### Data records
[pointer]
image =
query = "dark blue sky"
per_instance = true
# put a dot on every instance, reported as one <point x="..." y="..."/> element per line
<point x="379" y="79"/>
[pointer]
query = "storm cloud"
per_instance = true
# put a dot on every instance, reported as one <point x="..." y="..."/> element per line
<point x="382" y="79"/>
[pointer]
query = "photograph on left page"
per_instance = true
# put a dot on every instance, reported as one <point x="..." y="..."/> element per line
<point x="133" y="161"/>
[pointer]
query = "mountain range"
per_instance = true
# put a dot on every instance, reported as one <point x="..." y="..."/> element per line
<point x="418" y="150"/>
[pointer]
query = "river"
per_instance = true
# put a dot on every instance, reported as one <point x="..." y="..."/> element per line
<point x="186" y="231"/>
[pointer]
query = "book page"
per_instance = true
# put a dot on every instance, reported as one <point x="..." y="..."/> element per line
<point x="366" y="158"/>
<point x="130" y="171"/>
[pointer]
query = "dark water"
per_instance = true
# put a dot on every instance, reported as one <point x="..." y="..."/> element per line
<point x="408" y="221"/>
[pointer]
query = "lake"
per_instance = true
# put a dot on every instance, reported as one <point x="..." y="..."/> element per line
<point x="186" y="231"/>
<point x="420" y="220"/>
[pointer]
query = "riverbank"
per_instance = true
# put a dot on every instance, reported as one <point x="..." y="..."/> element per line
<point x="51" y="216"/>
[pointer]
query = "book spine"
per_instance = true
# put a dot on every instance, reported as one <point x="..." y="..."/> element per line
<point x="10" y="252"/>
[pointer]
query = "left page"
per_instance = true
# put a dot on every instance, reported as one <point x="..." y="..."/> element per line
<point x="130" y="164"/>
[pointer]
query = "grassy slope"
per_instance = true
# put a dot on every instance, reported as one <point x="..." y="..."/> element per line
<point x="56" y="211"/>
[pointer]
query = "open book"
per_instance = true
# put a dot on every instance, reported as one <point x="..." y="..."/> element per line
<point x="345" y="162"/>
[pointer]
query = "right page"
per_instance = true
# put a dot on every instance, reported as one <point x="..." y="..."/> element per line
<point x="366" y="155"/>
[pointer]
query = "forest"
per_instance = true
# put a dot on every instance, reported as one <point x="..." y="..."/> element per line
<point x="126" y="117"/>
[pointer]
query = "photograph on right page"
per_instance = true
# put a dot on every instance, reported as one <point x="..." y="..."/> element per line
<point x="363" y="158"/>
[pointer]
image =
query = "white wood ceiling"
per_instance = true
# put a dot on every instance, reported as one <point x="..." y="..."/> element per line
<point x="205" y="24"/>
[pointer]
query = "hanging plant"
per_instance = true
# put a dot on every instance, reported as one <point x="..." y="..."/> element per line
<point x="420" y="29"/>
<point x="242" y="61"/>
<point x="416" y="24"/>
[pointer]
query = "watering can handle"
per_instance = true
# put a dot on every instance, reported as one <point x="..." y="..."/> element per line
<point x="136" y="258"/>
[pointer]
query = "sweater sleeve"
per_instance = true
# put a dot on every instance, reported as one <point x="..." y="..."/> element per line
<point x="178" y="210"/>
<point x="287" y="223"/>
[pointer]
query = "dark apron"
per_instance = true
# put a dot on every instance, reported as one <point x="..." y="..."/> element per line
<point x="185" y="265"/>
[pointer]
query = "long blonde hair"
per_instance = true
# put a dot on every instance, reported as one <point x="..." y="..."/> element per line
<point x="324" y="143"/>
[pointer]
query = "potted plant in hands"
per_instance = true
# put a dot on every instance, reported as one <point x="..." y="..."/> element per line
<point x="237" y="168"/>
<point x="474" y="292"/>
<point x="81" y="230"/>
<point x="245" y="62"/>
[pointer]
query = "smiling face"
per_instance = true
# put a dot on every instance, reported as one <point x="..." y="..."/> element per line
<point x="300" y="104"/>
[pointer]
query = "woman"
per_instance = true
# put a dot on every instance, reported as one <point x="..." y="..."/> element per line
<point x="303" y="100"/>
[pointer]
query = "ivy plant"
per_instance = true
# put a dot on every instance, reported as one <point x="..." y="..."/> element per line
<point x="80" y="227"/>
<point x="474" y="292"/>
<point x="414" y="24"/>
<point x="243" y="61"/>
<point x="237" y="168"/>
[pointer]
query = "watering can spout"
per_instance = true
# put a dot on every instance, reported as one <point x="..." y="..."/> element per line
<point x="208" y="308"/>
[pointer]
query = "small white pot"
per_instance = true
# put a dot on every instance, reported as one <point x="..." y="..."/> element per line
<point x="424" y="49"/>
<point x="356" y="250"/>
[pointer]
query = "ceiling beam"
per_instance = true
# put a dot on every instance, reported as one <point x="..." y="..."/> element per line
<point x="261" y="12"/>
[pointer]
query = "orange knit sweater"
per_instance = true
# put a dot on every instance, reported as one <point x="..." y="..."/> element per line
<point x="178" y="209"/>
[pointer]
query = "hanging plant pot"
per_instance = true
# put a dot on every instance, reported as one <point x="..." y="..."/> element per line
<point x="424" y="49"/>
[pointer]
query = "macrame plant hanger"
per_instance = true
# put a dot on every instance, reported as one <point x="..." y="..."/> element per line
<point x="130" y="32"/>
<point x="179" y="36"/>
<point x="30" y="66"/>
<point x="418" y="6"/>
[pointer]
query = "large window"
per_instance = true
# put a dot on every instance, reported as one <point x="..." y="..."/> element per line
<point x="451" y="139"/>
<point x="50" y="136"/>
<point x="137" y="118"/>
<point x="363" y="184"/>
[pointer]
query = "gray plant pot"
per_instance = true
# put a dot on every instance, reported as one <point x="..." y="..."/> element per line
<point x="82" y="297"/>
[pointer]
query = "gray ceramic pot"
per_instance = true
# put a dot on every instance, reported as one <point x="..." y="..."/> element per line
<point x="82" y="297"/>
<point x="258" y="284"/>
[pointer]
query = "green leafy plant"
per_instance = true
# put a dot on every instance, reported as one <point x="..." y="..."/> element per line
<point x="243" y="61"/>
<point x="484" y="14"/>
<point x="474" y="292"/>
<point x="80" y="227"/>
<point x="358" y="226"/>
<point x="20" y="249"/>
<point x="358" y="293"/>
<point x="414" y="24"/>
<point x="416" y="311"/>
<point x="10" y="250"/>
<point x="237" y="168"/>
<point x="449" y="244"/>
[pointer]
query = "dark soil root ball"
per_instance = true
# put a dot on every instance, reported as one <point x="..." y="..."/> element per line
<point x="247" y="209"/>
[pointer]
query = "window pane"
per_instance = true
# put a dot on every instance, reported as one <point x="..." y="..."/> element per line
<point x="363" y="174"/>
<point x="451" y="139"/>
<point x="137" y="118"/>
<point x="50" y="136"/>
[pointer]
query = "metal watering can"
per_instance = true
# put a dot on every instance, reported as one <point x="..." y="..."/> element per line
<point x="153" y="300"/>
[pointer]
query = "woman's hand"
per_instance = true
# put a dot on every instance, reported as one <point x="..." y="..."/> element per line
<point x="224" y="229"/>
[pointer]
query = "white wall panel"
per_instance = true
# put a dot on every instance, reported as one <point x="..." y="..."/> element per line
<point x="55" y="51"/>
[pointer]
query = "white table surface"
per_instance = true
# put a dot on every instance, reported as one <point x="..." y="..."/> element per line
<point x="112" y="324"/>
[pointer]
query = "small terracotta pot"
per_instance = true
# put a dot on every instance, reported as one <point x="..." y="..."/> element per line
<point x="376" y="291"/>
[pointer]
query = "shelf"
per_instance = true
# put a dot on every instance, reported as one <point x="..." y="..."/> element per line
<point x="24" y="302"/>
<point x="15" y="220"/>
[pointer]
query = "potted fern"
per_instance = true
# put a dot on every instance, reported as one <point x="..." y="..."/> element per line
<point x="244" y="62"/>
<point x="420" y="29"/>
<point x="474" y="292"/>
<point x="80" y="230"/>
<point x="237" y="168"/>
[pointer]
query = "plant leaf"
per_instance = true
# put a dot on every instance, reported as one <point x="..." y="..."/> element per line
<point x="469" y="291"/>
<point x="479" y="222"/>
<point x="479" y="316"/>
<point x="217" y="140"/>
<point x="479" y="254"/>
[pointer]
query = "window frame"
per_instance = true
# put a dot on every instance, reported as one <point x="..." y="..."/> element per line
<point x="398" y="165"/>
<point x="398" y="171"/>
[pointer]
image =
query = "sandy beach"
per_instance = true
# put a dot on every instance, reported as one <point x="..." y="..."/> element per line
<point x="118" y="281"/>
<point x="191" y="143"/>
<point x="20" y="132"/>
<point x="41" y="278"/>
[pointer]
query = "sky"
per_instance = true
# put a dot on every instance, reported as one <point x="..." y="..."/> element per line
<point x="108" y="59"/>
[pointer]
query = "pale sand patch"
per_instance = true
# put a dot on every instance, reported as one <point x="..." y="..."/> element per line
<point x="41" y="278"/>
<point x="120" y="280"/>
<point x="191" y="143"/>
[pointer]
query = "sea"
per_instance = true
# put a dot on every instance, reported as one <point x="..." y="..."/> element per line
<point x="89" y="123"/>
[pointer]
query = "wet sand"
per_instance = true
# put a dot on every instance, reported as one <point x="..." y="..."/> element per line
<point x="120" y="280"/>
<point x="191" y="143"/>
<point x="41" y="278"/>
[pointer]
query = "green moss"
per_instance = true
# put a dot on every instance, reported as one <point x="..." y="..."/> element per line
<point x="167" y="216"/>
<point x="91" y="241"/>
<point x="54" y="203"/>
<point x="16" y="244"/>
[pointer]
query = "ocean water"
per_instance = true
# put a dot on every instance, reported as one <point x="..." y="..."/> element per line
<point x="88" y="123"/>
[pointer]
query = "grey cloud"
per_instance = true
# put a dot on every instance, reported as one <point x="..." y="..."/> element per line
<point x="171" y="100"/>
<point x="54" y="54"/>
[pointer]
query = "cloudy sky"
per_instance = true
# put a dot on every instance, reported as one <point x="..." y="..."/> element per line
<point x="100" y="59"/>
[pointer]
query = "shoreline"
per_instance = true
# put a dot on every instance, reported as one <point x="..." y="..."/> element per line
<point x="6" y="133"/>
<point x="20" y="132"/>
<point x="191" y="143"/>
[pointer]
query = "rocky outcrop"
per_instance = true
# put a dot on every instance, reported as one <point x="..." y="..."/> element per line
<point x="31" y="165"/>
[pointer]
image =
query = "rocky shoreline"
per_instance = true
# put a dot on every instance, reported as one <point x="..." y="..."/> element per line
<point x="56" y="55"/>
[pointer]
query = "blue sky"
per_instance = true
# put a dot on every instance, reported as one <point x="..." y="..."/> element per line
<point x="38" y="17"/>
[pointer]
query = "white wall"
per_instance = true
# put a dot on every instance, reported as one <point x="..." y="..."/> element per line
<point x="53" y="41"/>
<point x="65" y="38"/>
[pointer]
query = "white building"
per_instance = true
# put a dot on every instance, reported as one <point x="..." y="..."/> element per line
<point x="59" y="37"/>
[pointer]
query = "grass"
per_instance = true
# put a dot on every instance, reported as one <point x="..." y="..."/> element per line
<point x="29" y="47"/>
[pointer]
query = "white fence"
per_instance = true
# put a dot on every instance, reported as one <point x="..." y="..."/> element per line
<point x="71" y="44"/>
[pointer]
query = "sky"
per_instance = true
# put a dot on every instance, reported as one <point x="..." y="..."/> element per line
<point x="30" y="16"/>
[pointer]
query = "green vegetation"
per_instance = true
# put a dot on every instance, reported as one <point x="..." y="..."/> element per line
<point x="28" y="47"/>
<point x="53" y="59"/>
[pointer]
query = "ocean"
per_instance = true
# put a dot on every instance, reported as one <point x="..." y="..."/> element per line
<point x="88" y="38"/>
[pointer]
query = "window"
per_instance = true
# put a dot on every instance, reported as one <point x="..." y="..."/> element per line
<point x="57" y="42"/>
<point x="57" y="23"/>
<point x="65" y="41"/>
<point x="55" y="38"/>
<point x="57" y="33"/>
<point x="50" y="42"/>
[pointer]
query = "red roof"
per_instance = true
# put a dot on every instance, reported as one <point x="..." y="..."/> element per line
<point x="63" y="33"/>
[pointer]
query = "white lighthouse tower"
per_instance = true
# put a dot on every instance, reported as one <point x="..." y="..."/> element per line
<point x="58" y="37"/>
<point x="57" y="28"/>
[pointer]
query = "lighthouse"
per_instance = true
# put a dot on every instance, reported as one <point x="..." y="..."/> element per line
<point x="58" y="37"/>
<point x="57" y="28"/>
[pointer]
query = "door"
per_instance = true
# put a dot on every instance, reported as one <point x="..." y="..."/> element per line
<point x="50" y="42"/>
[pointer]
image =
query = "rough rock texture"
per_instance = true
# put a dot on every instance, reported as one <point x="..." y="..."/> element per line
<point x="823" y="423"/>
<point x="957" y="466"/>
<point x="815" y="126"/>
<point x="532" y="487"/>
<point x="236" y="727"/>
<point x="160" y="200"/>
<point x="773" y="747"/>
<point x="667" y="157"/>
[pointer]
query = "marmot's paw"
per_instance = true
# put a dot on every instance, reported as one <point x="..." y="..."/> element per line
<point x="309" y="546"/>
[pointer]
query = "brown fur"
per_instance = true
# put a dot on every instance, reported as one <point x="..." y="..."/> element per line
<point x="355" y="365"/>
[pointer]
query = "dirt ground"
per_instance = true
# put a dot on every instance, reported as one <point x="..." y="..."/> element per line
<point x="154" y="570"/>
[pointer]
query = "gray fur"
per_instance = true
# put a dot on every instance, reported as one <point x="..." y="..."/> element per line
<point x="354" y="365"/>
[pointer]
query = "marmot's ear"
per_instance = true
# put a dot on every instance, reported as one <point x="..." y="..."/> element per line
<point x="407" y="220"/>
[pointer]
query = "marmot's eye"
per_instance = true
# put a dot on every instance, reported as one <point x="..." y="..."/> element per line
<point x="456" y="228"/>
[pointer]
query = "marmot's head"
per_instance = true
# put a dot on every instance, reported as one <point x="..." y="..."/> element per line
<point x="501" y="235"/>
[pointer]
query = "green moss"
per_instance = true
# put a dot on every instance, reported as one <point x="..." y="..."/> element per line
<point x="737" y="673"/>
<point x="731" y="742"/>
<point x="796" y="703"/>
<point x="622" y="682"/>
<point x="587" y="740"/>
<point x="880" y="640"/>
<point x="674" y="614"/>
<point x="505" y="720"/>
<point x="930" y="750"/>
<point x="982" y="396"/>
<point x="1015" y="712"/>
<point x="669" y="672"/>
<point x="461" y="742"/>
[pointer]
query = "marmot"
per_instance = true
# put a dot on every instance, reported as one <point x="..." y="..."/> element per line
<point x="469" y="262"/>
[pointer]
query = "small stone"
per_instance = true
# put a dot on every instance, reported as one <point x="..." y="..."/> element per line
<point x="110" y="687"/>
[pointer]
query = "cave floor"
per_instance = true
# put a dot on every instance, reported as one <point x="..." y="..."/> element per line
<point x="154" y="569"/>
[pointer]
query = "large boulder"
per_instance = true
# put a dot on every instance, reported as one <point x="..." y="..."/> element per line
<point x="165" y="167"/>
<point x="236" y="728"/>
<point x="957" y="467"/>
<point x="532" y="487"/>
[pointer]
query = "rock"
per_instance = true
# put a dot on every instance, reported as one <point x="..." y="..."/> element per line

### Challenge
Report each line of the listing above that contains the string "green". Treat uppercase and lowercase as different.

### Response to the exercise
query = "green leafy plant"
query = "green moss"
query = "green vegetation"
query = "green moss"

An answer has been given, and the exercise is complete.